Aim of the task. The required answer is a copy of each line in the entries below that includes "riverbank".

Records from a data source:
....

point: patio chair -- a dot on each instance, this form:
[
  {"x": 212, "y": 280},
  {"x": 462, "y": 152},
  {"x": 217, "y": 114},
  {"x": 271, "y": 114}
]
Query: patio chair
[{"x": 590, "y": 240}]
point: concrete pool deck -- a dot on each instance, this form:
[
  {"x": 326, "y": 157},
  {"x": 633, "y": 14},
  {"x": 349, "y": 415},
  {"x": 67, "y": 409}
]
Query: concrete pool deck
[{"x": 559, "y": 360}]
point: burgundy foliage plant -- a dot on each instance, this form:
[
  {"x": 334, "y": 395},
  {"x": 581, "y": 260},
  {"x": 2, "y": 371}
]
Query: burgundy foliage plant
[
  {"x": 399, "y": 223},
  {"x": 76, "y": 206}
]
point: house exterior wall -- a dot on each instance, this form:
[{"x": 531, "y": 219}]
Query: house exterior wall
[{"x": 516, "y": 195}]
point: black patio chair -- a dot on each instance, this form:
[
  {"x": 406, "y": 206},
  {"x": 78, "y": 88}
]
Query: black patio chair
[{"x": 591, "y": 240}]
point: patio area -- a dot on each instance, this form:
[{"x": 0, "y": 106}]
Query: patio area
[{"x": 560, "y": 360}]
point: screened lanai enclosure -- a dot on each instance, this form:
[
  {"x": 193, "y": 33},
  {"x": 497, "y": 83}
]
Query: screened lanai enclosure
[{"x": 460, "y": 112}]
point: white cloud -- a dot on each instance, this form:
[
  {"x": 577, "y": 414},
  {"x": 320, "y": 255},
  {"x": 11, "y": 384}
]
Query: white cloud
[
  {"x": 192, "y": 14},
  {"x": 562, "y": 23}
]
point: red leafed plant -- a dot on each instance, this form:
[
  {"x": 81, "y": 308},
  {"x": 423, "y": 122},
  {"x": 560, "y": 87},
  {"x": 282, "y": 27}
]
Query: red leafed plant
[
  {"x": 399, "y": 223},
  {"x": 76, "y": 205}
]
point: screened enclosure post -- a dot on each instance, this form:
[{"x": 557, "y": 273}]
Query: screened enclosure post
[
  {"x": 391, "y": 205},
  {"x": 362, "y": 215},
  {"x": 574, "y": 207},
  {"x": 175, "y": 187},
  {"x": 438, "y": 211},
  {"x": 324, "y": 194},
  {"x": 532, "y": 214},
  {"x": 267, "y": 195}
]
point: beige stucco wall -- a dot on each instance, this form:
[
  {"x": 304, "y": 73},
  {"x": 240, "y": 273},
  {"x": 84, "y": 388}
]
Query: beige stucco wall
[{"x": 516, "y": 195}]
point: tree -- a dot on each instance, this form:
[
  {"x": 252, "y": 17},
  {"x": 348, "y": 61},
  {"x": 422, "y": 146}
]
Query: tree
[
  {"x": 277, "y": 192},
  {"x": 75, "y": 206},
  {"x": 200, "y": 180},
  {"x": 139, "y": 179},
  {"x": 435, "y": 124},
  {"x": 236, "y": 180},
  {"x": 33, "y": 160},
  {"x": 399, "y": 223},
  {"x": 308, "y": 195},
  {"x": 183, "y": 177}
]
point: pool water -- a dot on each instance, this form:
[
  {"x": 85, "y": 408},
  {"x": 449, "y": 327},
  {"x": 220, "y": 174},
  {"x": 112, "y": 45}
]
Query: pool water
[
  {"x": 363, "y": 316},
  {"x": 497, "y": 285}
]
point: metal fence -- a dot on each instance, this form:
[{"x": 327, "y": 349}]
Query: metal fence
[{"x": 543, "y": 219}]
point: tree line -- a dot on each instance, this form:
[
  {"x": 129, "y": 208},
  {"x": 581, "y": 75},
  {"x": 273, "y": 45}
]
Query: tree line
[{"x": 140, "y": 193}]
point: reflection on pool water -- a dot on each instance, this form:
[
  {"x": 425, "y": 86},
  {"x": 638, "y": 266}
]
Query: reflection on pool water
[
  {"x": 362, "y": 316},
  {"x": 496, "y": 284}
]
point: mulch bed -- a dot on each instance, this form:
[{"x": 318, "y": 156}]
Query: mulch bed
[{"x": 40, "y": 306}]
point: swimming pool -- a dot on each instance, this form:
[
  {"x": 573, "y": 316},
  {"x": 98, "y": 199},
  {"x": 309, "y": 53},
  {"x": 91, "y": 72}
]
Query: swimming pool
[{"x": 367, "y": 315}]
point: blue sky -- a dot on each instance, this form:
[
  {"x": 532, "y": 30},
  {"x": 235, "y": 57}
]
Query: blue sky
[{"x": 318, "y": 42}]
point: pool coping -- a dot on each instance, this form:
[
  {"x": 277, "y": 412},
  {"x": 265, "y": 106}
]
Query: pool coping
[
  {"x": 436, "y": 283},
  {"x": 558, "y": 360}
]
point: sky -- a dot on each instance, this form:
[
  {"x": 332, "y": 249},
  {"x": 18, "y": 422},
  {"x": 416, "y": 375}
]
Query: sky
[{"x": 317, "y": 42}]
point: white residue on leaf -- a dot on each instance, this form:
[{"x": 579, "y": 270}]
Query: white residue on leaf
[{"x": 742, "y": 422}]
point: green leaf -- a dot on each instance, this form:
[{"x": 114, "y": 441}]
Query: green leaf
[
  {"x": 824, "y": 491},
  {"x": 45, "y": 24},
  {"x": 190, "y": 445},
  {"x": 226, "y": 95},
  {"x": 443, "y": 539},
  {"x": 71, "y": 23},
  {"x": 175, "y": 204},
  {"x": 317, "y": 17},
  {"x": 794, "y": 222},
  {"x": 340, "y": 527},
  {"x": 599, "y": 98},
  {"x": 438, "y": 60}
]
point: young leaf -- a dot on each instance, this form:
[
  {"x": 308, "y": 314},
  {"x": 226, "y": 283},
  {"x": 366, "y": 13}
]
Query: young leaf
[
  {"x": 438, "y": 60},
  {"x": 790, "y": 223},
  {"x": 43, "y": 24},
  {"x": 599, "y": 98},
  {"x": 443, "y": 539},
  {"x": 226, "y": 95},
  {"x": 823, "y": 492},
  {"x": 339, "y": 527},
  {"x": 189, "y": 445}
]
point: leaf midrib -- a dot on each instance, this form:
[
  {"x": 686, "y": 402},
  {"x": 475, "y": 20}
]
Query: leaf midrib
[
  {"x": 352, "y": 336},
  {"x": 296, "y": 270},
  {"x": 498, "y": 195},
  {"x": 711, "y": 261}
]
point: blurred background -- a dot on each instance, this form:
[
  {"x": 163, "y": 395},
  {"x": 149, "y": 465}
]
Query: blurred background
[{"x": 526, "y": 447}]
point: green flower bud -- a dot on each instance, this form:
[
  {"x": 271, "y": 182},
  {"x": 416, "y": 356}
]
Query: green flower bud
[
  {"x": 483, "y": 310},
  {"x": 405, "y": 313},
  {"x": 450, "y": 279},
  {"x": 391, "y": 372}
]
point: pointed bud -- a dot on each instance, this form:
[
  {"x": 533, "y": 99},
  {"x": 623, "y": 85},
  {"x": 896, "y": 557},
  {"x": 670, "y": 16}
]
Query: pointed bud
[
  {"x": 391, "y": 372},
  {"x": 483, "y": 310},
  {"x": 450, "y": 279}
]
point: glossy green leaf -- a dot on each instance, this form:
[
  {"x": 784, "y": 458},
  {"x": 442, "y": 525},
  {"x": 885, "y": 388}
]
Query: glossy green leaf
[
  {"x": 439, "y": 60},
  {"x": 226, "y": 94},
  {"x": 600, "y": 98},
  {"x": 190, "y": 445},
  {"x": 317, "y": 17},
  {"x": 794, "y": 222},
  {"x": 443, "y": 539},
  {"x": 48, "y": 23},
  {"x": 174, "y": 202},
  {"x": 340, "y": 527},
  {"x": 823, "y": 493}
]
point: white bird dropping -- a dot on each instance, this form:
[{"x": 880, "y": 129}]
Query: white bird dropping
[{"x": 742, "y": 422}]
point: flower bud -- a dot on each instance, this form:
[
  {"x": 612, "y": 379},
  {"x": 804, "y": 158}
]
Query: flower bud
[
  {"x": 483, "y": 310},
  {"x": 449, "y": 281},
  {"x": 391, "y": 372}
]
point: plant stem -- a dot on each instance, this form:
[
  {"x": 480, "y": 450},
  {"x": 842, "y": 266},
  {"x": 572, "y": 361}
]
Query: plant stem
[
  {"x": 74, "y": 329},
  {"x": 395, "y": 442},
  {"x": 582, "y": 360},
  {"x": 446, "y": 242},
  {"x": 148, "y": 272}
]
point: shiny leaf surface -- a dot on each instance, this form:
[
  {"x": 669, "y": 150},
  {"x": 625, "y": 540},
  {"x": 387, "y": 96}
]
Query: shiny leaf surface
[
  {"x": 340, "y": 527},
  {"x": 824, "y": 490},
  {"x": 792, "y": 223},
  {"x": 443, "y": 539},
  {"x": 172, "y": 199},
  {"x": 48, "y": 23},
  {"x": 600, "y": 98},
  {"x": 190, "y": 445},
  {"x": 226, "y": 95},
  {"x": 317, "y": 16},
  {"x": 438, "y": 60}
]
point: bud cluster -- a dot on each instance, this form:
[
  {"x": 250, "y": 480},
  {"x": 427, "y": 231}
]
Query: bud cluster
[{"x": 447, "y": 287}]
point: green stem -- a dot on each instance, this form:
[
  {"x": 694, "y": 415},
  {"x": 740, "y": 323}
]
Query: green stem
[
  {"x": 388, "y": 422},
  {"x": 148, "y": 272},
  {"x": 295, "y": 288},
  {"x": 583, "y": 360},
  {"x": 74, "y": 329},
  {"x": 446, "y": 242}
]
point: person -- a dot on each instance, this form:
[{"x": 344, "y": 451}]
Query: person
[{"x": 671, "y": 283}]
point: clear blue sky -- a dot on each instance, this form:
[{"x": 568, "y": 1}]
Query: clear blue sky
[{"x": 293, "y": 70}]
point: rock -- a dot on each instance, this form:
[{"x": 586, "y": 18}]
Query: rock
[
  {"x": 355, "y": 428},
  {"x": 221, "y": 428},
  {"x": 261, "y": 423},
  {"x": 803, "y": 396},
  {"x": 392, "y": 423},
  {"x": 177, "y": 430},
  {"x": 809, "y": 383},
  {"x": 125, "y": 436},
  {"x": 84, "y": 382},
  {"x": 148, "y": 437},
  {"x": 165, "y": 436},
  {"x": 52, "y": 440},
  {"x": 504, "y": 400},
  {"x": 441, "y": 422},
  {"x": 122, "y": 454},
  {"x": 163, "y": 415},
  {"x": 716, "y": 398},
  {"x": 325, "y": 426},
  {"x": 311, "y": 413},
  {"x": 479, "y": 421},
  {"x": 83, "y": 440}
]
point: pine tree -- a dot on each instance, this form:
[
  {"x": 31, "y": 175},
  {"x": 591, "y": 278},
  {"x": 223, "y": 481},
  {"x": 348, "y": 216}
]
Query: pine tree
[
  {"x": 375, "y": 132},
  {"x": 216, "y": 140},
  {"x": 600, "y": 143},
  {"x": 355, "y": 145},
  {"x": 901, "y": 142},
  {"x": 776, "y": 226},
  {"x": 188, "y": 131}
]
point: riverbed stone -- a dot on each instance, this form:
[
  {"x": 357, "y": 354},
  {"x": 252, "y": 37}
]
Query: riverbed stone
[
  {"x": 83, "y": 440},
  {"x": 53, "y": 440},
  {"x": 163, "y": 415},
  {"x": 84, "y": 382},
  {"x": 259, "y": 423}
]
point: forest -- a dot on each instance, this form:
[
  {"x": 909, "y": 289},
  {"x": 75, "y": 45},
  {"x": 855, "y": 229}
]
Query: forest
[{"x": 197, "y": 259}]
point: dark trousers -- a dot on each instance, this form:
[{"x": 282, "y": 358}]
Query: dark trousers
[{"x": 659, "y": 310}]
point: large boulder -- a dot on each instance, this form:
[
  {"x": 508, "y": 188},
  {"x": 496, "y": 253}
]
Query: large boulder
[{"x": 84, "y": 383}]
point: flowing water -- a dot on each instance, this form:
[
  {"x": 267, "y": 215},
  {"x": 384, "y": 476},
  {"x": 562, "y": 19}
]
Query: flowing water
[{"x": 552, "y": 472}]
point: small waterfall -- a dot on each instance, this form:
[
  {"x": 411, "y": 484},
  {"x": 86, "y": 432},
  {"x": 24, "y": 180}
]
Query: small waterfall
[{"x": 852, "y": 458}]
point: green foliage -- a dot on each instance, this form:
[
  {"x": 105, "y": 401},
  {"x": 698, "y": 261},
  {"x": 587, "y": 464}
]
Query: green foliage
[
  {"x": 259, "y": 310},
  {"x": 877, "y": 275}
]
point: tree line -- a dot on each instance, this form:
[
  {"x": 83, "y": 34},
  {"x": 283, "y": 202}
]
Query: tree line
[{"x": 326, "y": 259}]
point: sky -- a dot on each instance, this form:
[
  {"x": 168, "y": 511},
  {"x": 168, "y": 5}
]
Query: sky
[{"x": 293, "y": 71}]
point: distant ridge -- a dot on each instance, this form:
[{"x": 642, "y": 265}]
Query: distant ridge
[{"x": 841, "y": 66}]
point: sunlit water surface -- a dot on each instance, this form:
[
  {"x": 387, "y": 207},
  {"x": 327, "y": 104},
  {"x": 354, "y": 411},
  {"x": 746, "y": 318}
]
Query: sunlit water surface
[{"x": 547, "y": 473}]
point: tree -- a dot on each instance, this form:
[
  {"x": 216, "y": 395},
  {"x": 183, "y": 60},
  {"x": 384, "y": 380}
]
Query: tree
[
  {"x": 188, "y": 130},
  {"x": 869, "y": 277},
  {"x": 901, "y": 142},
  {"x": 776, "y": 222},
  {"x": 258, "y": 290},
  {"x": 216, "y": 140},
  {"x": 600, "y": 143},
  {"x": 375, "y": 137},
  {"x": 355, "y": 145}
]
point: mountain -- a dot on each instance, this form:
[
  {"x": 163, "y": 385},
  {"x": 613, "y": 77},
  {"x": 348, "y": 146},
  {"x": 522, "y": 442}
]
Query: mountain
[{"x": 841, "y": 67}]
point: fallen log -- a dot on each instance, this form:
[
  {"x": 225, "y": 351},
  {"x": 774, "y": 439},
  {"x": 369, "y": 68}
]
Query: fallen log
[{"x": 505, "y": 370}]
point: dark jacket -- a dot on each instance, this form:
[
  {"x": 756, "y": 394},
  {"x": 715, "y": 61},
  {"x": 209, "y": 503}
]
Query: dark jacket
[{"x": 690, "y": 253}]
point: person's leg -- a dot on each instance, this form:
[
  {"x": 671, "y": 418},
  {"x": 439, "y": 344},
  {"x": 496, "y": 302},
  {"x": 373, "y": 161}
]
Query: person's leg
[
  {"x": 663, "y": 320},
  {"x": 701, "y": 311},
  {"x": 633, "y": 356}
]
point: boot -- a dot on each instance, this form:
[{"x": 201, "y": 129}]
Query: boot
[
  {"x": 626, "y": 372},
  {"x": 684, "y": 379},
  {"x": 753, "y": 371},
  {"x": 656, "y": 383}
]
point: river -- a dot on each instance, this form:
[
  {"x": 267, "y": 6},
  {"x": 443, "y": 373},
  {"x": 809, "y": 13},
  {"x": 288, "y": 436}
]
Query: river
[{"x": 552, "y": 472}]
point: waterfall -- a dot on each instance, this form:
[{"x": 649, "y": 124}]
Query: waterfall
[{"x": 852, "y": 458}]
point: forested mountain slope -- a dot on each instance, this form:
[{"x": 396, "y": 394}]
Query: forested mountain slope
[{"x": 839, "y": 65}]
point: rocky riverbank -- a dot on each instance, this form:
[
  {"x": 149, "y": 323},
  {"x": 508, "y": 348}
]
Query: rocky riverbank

....

The answer.
point: rocky riverbank -- a dot on each instance, this form:
Query: rocky riverbank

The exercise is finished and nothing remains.